*TASK SET*
1. In the Osborne House history, which architects did Robert Muirhead commission to build the house?
2. Carry the Osborne House history forward from its final sentence.

*SELECTED EXTRACT*
· · · ·
Osborne House is a historic building built in 1858, located in North Geelong, Victoria, Australia.

==History==
Osborne House was built in 1858 for local squatter, Robert Muirhead, who named the mansion after Osborne House, Queen Victoria's summer residence on the Isle of Wight, England. Muirhead commissioned the leading Melbourne architects Webb and Taylor to undertake the work. He lived at the house until his death in 1862, with the house being sold the following year after the death of his wife. The house was leased for a number of years, but was finally sold by Muirhead's executors to James Francis Maguire in 1878. It is located on what is now Swinburne Street, but on the original 1888 subdivision plan of the St Helen's Estate, it is named Maguire Street.

In 1900, the State Government of Victoria purchased the house as a country residence for the Governor of Victoria, although it was never used as such. The Geelong Harbour Trust purchased the house in 1905 for 6000 pounds. A dining room and seven bedrooms were added in 1910, the Trust using Osborne House as a guest house for a number of years. The Trust offered the house to the Royal Australian Navy in 1911, but the proposal was not accepted at that time.
· · · ·
*SUPPLIED MATERIAL*
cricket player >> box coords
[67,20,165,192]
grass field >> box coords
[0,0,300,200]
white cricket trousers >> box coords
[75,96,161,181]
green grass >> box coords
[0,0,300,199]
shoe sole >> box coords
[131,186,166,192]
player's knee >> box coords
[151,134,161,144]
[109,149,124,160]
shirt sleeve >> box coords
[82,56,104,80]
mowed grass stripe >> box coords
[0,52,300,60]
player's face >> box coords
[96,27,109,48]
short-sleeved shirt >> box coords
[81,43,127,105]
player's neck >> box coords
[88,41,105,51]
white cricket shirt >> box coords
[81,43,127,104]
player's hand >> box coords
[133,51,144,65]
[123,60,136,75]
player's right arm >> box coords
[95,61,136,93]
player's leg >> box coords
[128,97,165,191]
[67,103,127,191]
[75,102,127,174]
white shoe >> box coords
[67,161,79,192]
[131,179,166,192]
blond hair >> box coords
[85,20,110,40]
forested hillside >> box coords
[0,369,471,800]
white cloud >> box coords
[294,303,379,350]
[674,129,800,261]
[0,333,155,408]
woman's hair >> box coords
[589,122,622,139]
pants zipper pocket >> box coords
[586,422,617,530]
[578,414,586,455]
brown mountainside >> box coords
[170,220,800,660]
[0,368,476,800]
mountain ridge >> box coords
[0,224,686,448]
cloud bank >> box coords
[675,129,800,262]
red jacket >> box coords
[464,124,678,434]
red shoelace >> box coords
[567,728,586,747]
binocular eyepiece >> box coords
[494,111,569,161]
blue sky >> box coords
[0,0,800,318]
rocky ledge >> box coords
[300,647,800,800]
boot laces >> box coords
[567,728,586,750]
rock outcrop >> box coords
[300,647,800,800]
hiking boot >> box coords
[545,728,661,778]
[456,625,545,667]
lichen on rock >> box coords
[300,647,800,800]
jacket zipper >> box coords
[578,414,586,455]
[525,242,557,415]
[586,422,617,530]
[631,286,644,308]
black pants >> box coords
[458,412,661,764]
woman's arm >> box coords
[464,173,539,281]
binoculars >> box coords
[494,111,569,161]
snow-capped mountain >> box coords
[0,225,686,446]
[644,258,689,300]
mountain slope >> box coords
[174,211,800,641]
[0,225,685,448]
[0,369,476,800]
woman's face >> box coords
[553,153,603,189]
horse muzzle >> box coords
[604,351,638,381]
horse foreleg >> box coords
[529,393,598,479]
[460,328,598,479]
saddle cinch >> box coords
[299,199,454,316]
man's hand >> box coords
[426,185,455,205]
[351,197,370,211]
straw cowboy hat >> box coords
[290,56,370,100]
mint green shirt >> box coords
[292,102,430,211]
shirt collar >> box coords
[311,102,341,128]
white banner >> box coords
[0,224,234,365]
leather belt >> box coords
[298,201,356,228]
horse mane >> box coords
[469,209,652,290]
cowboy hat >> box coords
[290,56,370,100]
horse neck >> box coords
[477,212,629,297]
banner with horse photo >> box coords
· · · ·
*ANSWERS BY ITEM NUMBER*
1. Webb and Taylor, the leading Melbourne architects.

2.
In 1913, the Navy took up offer to use the house as an officer training college. Improvements to the buildings were carried out, including the erection of a block of buildings as quarters for unmarried seamen, two new classrooms, and alterations to the main room to provide a large barrack for 28 cadets. The college was opened by the Governor General, Lord Thomas Denman on 1 March 1913, with Prime Minister Andrew Fisher present. Lord Denman arrived by torpedo boat, and 200 invited guests arrived by train from Melbourne. The college housed 28 cadets, four petty officers, and 10 seamen, together with the instructors and domestics. The initial class of 28 cadets was chosen from 137 candidates. It was proposed as a permanent location for the naval college because it was close to rail transport and had safe anchorage in Corio Bay, but the institution was relocated to HMAS Creswell at Jervis Bay in 1915.

During World War I, Osborne House was used as a military hospital and, between 1919 and 1924, was used as a base by the Royal Australian Navy Submarine Service for its six J-class submarines. The Geelong Harbour Trust regained control in 1929, with a caretaker being the only resident. In 1937, the Shire of Corio purchased the property for use as its offices. In 1939, the Department of Defence took over the premises to use as an army training centre.

In 1945, the Shire of Corio regained control of Osborne House for its offices. The shire purchased adjoining land in 1947, and remodelled the offices in 1966. The amalgamation of the shire into the City of Greater Geelong in 1995 saw the house lie empty for a time.

==Today==
Today the stables are abandoned and used to house the Geelong Maritime Museum and the Geelong Memorial Brass Band, the house itself housing various community groups.